» Blocco di testo:
◇ ◇ ◇ ◇

Notifica a mezzo PEC in spam? Il ricorso non è possibile

Notifica a mezzo PEC in spam? Il ricorso non è possibile

Se la notifica a mezzo PEC finisce nella casella di spam, il destinatario può invocare la non conoscenza e/o non conoscibilità della stessa?

Sul tema è intervenuta la Corte di Cassazione con la sentenza  n. 17968 del 23 giugno 2021.

NOTIFICA PEC IN SPAM E CANCELLAZIONE

Come riporta il CNF, il caso da cui scaturisce la sentenza riguarda l’ammissibilità dell’opposizione tardiva del decreto ingiuntivo notificato a mezzo PEC (art. 3 bis L n. 53/1994) a partire dal fatto che la mail PEC di notifica era finita nella cartella della posta indesiderata, svuotata dalla segretaria del destinatario senza alcun controllo per evitare “danni al sistema informatico aziendale” a causa di mail malevoli, come già accaduto in passato.

Il ricorrente in Cassazione deduce la violazione degli artt. 647 e 650 c.p.c.

◇ ◇ ◇ ◇

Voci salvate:
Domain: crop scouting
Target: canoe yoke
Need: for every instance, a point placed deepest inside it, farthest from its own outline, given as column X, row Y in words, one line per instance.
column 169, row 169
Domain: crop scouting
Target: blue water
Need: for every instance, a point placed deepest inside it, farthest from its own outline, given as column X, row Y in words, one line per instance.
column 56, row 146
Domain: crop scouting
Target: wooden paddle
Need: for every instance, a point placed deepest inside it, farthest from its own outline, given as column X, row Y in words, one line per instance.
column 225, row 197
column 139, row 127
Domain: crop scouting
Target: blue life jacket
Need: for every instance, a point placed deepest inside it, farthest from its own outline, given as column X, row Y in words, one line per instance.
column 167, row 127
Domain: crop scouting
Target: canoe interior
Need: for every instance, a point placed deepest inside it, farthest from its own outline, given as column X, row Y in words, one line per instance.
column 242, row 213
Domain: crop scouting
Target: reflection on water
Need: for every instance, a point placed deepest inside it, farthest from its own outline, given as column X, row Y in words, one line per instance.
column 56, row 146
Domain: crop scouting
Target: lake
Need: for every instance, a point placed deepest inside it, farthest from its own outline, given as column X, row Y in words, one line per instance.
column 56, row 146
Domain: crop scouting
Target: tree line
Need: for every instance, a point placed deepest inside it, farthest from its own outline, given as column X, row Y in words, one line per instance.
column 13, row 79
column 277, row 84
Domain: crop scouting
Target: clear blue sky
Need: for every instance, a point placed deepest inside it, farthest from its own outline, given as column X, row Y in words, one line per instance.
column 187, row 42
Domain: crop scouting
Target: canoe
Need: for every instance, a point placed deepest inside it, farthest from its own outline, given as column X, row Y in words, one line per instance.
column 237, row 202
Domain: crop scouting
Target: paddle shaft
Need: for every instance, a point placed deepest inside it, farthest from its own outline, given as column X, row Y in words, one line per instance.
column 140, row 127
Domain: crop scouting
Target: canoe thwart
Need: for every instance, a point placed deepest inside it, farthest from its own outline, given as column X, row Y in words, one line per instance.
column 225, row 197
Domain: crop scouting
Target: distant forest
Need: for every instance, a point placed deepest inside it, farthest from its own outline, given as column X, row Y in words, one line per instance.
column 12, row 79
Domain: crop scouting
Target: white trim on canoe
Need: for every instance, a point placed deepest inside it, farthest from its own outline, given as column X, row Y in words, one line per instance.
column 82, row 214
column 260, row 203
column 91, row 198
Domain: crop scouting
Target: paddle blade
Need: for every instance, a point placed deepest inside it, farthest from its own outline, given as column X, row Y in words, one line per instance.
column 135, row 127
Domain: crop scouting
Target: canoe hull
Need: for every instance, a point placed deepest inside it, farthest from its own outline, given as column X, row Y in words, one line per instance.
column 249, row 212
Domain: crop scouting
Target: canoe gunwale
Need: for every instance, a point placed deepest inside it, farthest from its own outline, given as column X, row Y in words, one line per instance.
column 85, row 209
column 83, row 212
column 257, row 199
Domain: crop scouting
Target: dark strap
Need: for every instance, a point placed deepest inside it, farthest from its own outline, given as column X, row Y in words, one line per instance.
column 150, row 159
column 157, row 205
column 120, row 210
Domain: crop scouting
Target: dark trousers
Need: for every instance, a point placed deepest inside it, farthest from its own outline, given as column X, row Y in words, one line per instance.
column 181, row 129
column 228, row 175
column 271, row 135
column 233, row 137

◇ ◇ ◇ ◇

» Istruzioni da seguire:
Prosegui il testo sulla notifica PEC finita nello spam, partendo dopo la sua ultima frase.

» Risposta all'esercizio:
La Corte di Appello, che aveva confermato il rigetto dell’opposizione da parte del Tribunale in primo grado, non avrebbe infatti preso in considerazione il comportamento della segretaria, volto solo a proteggere la società da pericoli informatici. Una scelta dunque inevitabile che rientra nel concetto di “forza maggiore”, il quale consente di giustificare l’opposizione tardiva ex art. 650 c.p.c.

CASELLA PEC E OBBLIGHI DA RISPETTARE

La Corte di Cassazione ha però escluso tale ipotesi, riferendosi al contenuto dell’art. 20 del DM n. 44/2011, il Regolamento concernente le regole tecniche per l’adozione nel processo civile e nel processo penale delle tecnologie dell’informazione e della comunicazione, in attuazione al CAD, il Codice dell’Amministrazione Digitale (D.Lgs. n. 82 del 2005).

A ciò si aggiunge che il DM 44/2011 incarica i “soggetti abilitati esterni privati” (difensori delle parti private, avvocati iscritti negli elenchi speciali, esperti e ausiliari del giudice) del compito di:
– garantire il corretto funzionamento della casella PEC,
– dotarsi di un antivirus per controllare i messaggi in arrivo,
– attivare il filtro antispam per evitare i messaggi indesiderati,
conservare, con ogni mezzo idoneo, le ricevute di avvenuta consegna dei messaggi trasmessi al dominio giustizia,
– dotarsi di servizio automatico che lo avvisi nel caso in cui lo spazio nella propria casella di posta elettronica certificata fosse in esaurimento.

È poi dovere del possessore della casella PEC controllare anche i messaggi nella cartella della posta indesiderata.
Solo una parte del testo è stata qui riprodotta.